Natural-language object grounding data
──────────────────────────────
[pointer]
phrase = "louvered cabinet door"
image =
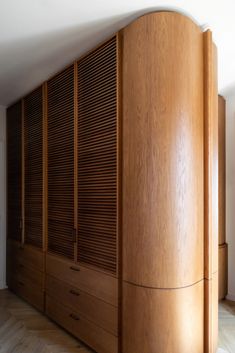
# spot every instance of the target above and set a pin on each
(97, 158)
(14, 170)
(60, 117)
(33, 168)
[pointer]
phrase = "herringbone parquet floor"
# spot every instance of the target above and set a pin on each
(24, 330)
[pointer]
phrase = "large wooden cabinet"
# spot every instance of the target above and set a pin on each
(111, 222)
──────────────────────────────
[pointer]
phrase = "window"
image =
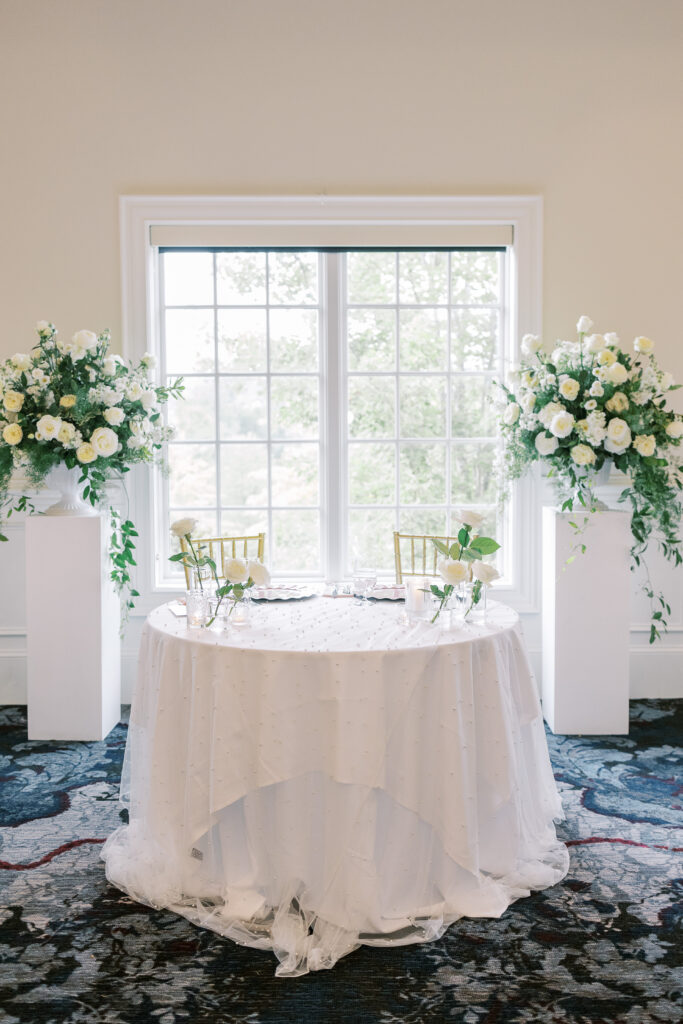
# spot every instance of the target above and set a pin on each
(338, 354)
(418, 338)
──────────────────────────────
• _TRY IT_
Every line that holds the word "cabinet" should be copied from the records above.

• _EXERCISE RESULT_
phrase = "louvered cabinet door"
phrase = "large wooden cabinet"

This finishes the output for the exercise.